• [To do] Reproduce the lines below, substituting "place a marker" for every occurrence of "drop a point" and leaving all other text intact.

[Stored records]
▬▬▬
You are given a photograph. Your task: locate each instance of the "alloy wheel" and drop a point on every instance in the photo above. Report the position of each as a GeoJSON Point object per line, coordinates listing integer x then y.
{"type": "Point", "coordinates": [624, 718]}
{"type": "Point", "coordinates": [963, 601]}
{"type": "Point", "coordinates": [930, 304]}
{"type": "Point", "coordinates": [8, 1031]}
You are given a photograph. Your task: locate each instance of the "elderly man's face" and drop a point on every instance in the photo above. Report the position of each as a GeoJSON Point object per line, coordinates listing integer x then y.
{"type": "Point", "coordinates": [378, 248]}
▬▬▬
• [Solution to this task]
You are given a photograph. Your task: locate each instance of the "alloy wheel" and place a marker on every instance in the photo above. Report the position of each as a GeoJSON Point object per line, coordinates listing integer x then y.
{"type": "Point", "coordinates": [624, 718]}
{"type": "Point", "coordinates": [963, 601]}
{"type": "Point", "coordinates": [930, 304]}
{"type": "Point", "coordinates": [8, 1031]}
You are given a photograph. Your task: locate each instance of the "elderly man's face" and place a marker on every instance in the photo above. Report the position of each as a GeoJSON Point object per line, coordinates listing integer x then y.
{"type": "Point", "coordinates": [378, 248]}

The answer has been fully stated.